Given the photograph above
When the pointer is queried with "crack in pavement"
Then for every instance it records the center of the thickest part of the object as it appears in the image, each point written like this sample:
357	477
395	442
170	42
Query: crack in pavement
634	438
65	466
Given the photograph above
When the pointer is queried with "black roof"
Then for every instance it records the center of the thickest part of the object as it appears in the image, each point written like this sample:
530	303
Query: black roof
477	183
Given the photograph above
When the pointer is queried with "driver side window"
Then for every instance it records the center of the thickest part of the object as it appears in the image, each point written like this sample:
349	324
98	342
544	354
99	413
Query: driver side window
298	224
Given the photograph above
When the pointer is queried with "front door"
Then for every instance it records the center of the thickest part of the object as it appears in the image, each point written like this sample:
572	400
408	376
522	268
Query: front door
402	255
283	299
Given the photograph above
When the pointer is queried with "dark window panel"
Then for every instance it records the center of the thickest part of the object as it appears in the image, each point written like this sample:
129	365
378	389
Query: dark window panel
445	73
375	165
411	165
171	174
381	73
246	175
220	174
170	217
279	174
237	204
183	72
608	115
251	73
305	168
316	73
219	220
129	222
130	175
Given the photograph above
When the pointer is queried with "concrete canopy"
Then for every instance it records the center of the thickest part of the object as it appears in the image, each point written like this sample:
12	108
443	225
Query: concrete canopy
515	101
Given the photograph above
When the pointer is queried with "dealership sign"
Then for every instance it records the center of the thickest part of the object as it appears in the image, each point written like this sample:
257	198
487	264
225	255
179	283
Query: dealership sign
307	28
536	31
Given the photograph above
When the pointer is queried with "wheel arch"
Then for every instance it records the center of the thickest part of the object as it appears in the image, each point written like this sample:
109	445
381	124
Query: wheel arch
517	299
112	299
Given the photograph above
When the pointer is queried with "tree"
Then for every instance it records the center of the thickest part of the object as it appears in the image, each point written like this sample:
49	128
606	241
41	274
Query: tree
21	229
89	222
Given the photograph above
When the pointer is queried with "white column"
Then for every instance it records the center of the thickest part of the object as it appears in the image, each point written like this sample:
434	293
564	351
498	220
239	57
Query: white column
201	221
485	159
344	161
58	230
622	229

------------

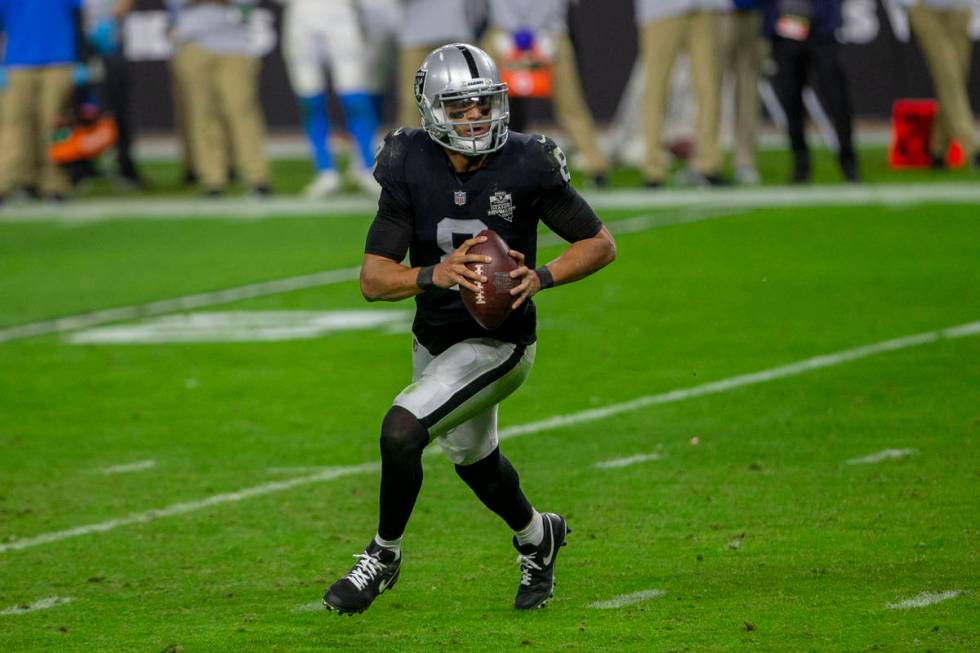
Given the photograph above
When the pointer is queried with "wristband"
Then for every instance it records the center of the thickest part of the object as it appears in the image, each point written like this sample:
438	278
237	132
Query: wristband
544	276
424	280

------------

§ **WRITTEN TASK**
Locate each line in the material above that contains the string "crack", and copy those lines out in full.

§ **FULL ANSWER**
When the pointer is queried with "crack in pavement"
Query: crack in pavement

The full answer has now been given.